## begin

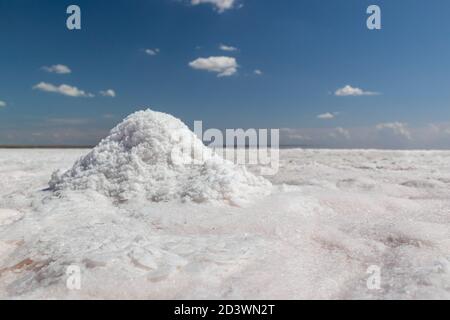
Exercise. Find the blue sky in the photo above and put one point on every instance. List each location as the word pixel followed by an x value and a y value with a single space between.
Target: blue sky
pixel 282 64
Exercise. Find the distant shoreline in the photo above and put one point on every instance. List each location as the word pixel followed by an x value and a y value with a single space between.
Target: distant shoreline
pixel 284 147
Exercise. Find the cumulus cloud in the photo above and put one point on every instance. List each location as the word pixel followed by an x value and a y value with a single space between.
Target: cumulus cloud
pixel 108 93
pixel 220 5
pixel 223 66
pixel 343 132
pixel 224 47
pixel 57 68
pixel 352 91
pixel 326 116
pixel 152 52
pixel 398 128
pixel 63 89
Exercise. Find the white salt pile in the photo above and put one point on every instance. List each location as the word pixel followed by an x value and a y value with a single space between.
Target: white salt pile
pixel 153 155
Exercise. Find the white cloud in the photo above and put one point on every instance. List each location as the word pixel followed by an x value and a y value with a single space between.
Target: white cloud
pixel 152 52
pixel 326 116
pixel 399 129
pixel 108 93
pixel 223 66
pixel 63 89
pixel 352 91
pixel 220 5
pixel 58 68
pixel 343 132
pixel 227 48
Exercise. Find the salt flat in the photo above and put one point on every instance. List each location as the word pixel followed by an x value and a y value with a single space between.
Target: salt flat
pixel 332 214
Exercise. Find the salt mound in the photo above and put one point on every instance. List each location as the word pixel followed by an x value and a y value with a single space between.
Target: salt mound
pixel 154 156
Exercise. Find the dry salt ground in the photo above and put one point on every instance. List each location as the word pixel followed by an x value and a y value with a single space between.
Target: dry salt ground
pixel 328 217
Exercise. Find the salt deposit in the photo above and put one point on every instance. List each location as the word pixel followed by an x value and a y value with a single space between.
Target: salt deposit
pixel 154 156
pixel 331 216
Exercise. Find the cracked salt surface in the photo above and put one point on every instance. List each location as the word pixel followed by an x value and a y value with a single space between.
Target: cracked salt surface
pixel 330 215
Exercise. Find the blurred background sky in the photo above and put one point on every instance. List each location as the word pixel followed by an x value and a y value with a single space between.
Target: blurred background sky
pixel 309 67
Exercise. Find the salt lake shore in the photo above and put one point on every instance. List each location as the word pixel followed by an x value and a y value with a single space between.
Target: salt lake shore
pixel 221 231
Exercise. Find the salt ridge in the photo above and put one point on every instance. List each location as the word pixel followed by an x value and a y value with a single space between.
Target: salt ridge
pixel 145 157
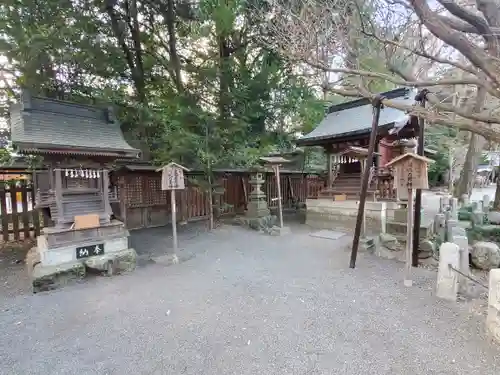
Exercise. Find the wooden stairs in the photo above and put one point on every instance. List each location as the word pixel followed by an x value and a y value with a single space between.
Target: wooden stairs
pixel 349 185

## end
## begin

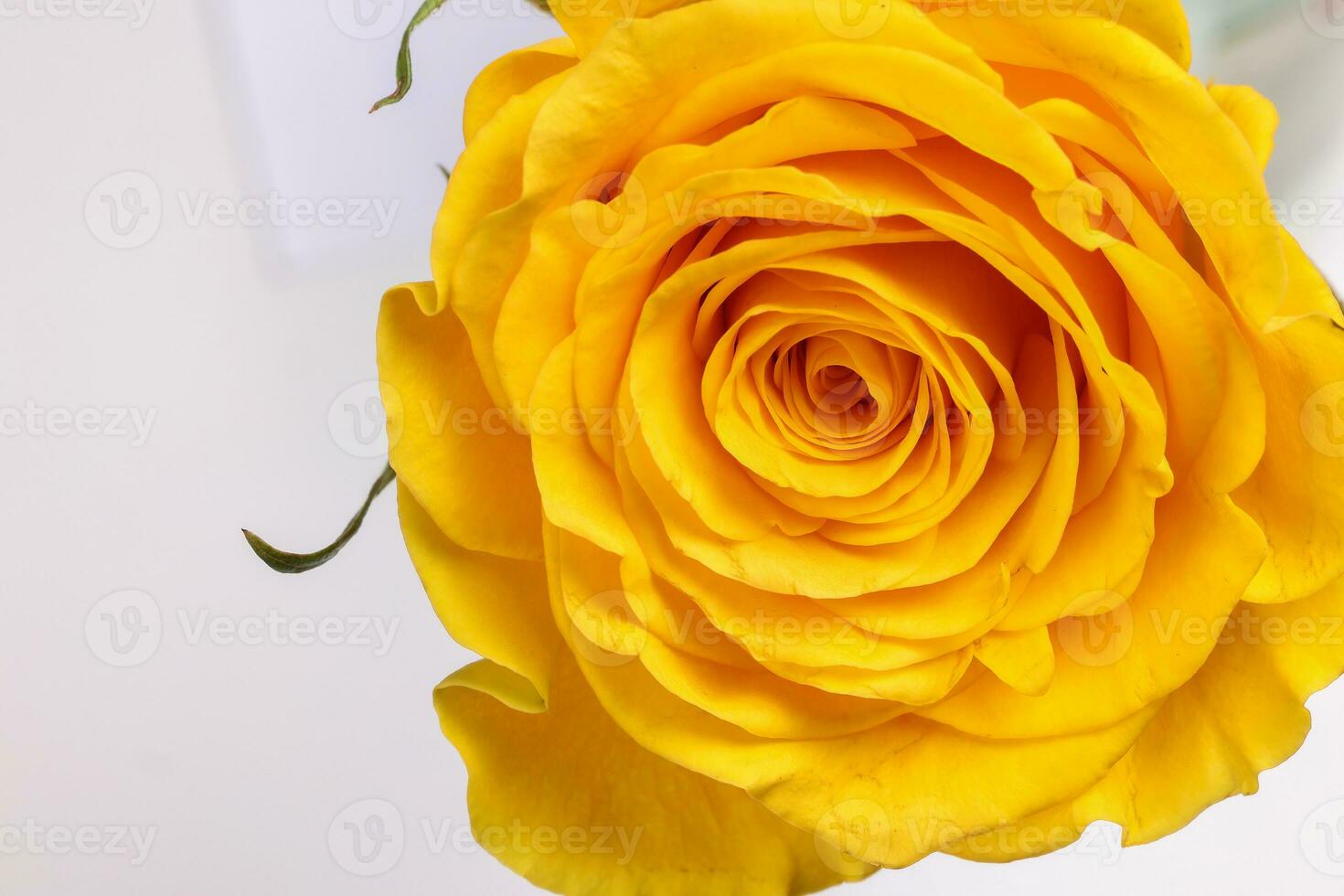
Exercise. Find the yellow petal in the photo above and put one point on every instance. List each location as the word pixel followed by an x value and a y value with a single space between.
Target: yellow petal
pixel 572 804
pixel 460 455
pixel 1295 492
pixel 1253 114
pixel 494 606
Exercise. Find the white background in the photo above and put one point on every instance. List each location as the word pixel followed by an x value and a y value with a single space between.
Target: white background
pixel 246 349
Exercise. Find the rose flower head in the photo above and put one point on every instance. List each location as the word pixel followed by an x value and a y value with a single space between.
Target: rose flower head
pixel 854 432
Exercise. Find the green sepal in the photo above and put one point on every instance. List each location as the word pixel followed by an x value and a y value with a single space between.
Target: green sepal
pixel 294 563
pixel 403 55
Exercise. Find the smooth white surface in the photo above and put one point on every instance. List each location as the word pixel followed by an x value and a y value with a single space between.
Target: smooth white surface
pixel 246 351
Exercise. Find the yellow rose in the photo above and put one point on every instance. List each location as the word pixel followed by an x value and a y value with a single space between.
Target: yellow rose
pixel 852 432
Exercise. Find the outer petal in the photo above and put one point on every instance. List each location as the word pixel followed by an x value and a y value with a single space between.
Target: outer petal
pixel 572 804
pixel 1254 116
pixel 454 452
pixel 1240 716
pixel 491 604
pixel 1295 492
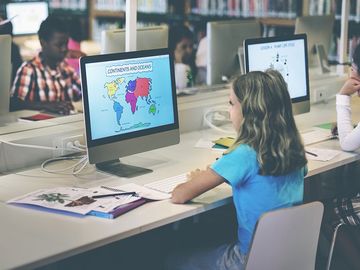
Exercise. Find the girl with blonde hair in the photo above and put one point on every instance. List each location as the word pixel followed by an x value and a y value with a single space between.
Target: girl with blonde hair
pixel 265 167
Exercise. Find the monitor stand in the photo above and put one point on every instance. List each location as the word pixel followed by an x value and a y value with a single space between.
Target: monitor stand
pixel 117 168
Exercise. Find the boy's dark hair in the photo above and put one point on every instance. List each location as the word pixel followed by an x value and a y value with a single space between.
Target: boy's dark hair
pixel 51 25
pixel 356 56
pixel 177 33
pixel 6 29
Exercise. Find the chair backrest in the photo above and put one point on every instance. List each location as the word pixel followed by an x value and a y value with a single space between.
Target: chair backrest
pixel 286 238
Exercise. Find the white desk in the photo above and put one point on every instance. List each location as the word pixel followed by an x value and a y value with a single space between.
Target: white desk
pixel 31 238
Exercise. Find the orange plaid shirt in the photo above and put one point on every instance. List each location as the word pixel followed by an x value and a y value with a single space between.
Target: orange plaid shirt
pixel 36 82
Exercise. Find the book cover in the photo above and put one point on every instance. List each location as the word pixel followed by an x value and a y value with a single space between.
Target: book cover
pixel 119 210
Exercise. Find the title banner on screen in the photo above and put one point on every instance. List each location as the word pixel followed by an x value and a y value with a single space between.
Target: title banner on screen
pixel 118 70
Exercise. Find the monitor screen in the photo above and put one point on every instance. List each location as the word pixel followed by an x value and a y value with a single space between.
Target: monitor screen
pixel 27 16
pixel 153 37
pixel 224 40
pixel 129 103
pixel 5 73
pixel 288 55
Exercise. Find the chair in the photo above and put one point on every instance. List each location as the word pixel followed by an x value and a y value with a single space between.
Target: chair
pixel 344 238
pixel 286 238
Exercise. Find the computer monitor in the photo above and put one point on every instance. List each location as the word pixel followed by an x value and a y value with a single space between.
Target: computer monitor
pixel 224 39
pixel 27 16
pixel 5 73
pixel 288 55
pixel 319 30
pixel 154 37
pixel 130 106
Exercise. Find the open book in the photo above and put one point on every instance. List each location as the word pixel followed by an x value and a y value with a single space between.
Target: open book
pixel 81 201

## end

What this task involves: Output the lines from the one containing "Exercise. Find the yellow rose" through the one containing "pixel 31 238", inclusive, exactly as they appear above, with the pictures left out.

Answer to this exercise:
Exercise. Find the yellow rose in the photo above and put one point on every instance. List each location as the word pixel followed by an x value and a y value with a single space between.
Target: yellow rose
pixel 852 432
Exercise. Find the outer petal in the photo above and put one point on every instance. List each location as the word pixel followed by an x value and a y value with a single space between.
Target: outer petal
pixel 572 804
pixel 1254 116
pixel 454 452
pixel 1240 716
pixel 491 604
pixel 1295 492
Exercise. Find the girl with blonde hair in the photo above and put one point on every instance. List each location as the word pixel followed by an x value and a y value with a single space between.
Target: girl with blonde hair
pixel 265 167
Exercise. Find the monitor stand in the photo above and put one point on every instance. List each location as the word pixel followed by an x value and a y value with a single space between.
Target: monitor stand
pixel 117 168
Exercise. Find the boy's dark hair in the photo above and put one point on every instance. List each location as the word pixel followed by an x value and a y value with a single space between.
Target: boy's dark hair
pixel 51 25
pixel 356 56
pixel 177 33
pixel 6 29
Exercise. Find the chair backrest in the photo above and put one point on every instance. List each location as the word pixel followed by an x value and a y value with a single space between.
Target: chair backrest
pixel 286 238
Exercise. Find the white desk in the photo above and put one point on every instance. List each location as the word pixel followed by an x value and a y value with a single space between.
Target: white desk
pixel 31 238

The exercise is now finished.